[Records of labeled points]
** START **

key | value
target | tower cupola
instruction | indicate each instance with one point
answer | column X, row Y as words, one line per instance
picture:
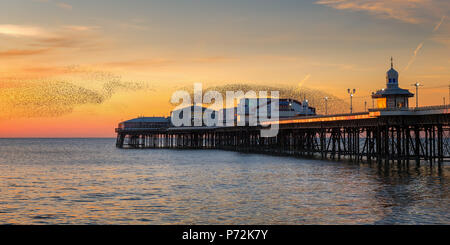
column 392, row 77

** END **

§ **EXERCISE PROMPT**
Extract each line of the entries above word for word, leaving out the pictures.

§ **RESULT FOR THIS TASK**
key | value
target | tower cupola
instruction | indicate each instance with one point
answer | column X, row Y as words, one line per instance
picture:
column 392, row 77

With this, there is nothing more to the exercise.